Rename every "Target" to "Label" throughout the records below, keeping all other text the same and leaving the pictures out.
--- start Material provided ---
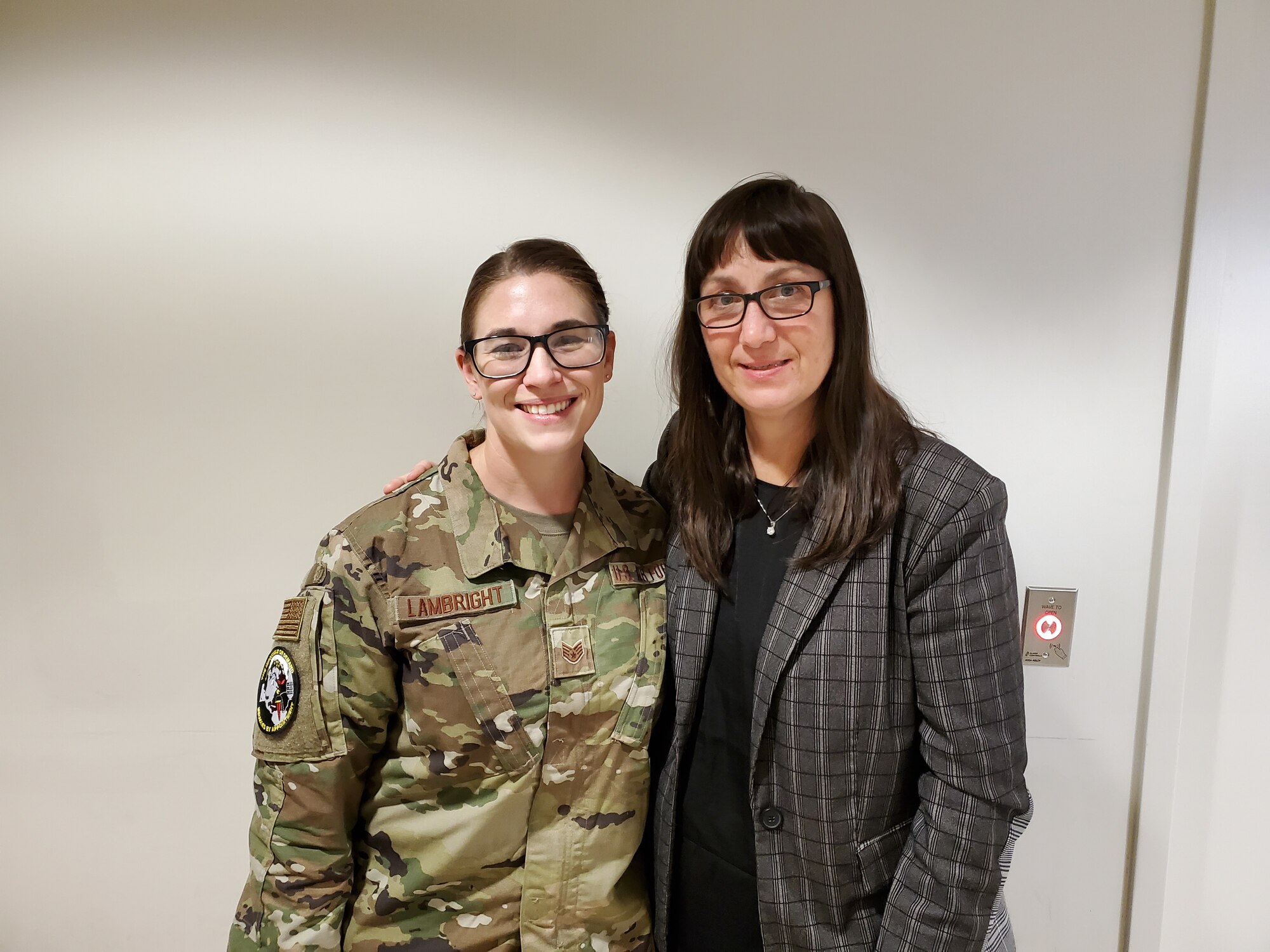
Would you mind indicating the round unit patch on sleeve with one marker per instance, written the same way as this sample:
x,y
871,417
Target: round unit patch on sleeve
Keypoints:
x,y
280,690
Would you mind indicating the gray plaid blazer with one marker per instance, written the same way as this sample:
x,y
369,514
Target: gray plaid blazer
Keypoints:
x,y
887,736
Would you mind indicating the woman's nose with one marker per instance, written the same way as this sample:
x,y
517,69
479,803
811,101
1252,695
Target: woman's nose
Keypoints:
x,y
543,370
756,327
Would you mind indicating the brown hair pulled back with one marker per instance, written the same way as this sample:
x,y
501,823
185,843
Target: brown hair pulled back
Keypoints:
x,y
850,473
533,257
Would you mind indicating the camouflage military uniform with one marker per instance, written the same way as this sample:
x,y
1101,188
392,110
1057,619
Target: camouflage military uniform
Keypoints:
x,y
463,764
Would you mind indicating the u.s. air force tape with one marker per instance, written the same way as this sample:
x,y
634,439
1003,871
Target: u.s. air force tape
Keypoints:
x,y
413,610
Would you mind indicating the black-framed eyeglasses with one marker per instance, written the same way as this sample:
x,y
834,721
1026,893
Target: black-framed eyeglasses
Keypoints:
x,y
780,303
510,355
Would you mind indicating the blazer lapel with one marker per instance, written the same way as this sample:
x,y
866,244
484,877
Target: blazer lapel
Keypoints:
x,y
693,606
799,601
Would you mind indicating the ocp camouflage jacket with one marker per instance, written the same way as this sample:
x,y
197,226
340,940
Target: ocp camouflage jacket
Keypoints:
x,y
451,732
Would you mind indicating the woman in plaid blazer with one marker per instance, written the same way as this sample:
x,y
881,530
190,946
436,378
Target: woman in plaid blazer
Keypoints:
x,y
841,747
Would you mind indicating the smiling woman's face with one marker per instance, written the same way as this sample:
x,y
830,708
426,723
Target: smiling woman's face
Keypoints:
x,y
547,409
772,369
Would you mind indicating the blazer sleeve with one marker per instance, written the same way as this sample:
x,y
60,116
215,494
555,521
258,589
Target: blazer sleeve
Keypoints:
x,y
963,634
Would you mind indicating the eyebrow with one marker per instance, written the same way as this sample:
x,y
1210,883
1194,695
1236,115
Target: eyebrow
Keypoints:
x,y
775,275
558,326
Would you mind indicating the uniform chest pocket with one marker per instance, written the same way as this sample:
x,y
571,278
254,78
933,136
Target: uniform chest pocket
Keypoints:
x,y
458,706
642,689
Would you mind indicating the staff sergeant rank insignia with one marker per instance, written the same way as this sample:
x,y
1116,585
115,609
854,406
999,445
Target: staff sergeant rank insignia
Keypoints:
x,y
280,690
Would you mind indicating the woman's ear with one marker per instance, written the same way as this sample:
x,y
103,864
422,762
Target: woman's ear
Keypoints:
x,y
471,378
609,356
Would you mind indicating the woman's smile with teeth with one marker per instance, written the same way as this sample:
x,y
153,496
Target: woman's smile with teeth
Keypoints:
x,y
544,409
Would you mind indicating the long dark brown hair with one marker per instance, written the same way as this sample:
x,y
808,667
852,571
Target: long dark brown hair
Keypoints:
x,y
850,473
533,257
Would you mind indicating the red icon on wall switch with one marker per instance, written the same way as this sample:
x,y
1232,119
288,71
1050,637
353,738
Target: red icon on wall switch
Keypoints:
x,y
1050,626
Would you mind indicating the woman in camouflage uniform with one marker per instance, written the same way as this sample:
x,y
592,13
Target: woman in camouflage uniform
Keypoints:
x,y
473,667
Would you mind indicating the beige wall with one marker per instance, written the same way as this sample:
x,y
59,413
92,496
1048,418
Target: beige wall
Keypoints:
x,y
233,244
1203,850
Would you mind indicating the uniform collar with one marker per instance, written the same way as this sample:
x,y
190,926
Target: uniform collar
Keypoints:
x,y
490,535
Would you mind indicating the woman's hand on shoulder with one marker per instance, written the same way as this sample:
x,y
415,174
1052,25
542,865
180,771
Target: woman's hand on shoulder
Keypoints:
--- end Material provided ---
- The output
Would you mind indicating the round unit patch on sleeve with one marker per instance, written the same way as this sample:
x,y
871,417
Label: round unit patch on sleeve
Keypoints:
x,y
280,690
Would you mind indicating the gray plaid blazer with one marker per instance, written the same way as this sample:
x,y
369,514
Label: gray plaid blazer
Keypoints:
x,y
887,736
Would you mind indicating the woman's nose with one marker per instance, written the same way as this sample:
x,y
517,69
479,803
811,101
1252,695
Label: woman's nose
Keypoints:
x,y
543,370
756,327
Would you mind indicating the brown hair pulled back with one marker per instance, written the same way as this sample:
x,y
501,823
185,843
Label: brown hair pulled back
Keypoints:
x,y
850,473
533,257
Would you mind indicating the camouflage military uniform with one marker per instance, written the same way as this sample:
x,y
1101,188
392,110
1057,619
Label: camouflage military uniform
Keypoints:
x,y
463,764
Would you mind indicating the u.s. air force tape with one marker per instance, written the same way as this sample:
x,y
634,439
1003,871
Label: u.s. air force tape
Keypoints:
x,y
413,610
Would you mind indicating the black-framed eyeglasses with one marker per instance, written the same way as this sample:
x,y
834,721
1026,893
Label: black-framed eyeglasses
Keypoints:
x,y
780,303
510,355
Would you mind indicating the blazer lapel with one marker per instance, written the same way as this sample:
x,y
866,244
484,877
Label: blazer lapel
Keypoints:
x,y
693,606
799,601
Would you mind indicating the ocp camouflage jacket with one marker per instance, written the same way as this sample:
x,y
197,226
340,940
Label: ocp camouflage jacket
Keypoints:
x,y
451,732
Would you mind indicating the woman in plaid blazer with one marker per instance, written the same way as this sample:
x,y
881,530
190,946
436,378
Label: woman in plaid blazer
Keypoints:
x,y
841,747
Would you mind indicating the smiling woman's face with one marker per instance, written the same way as this sample:
x,y
830,708
426,723
Label: smiling woman's face
Keypoints:
x,y
547,409
772,369
Would you mind indicating the blazer sleeve with one marker per instance, written the same way as this sample:
x,y
60,116
215,494
555,521
258,589
Label: blazer sleeve
Keypoints:
x,y
963,634
Would you mind indicating the eyebrow with one marker per instance, written the same way as this sample:
x,y
1210,883
1194,695
1236,115
Label: eyebrow
Keypoints:
x,y
775,275
558,326
Would you mind indicating the uniform chest pocket with one marker per instance, written the same way as this sample:
x,y
571,278
254,78
933,136
Label: uniform chest pocket
Keypoints:
x,y
458,706
642,689
Would you mind indicating the staff sergeant rank insignia with one marker per instance, written the same way as this sample:
x,y
1116,585
115,609
854,406
999,445
Label: staff sergeant rank insignia
Keypoints:
x,y
280,690
Would you mind indicating the woman's ear with one marker per instance, written the same way as this sample:
x,y
103,864
422,762
Label: woman's ear
Keypoints:
x,y
471,378
609,356
Would you mind indicating the woman's smile with teeth with one marker per instance, written the same way as this sample:
x,y
153,496
Label: woman's smile with teeth
Keypoints:
x,y
544,409
Would you mind indicating the long dark brown hair with one marker per instance, written the same way as this sample:
x,y
808,667
852,571
Label: long dark brown hair
Keypoints:
x,y
850,473
533,257
Would you mind indicating the red icon on wall switch with one marker per instance, written the same way as this sample:
x,y
1232,119
288,71
1050,637
353,738
Label: red icon on wall switch
Keypoints:
x,y
1050,626
Would you mind indicating the woman in camouflage uniform with one marker per instance, written the same way as this sample:
x,y
592,13
Label: woman in camouflage uniform
Keypoints:
x,y
473,667
Would you mind indicating the beige wall with one marker per instance, written the same way as this sample:
x,y
59,413
92,496
1048,418
Label: beige wall
Keypoints:
x,y
233,244
1203,850
Would you mind indicating the uniform collar with one marker per instance, written the same way as this sample:
x,y
190,926
Label: uniform collar
Keypoints:
x,y
490,535
Would you mind indicating the woman's hand on shoulder with one marker per instance, written the same way as this sample:
x,y
415,174
1052,25
542,865
180,771
Label: woman's hand on shoulder
Keypoints:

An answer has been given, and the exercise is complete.